▶ Directions
Reproduce the records below word for word, beginning at the line that contains "Category: pink building" and continuing through the end of the records.

(Entries from a dataset)
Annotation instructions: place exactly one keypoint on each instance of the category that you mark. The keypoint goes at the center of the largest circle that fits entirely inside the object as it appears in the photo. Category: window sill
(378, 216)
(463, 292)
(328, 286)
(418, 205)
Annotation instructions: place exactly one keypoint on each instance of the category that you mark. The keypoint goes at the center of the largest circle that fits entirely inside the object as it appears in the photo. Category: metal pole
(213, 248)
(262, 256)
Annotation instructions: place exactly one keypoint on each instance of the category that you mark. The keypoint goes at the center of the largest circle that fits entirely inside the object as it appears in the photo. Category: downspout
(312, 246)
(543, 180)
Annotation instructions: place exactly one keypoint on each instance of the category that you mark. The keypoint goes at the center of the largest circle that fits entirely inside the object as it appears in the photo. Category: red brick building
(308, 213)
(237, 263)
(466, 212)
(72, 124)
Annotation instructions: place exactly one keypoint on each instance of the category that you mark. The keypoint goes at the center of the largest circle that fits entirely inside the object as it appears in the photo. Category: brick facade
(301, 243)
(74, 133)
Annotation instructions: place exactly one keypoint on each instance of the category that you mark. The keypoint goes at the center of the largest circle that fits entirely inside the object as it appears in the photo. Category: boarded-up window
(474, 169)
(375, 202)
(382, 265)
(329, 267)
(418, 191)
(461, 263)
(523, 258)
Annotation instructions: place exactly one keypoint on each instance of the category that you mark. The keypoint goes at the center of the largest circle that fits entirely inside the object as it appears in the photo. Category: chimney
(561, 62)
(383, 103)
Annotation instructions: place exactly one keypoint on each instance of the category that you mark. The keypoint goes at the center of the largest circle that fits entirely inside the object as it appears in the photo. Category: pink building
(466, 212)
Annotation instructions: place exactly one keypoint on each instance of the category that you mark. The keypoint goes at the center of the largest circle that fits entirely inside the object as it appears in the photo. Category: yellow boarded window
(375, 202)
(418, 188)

▶ Full response
Annotation instructions: place exactly one keypoint on each instance of the category that you mark. The keypoint goes at the center of the largest circle that fits entirely inside the object as it appears in the photo. Category: pink building
(466, 212)
Annotation instructions: place exactly one keypoint on each instance of the category that you mark. The keypoint goes at the center of the largest circle that fits entirely inside the object as it appears in the photo. Category: yellow boarded window
(375, 202)
(418, 188)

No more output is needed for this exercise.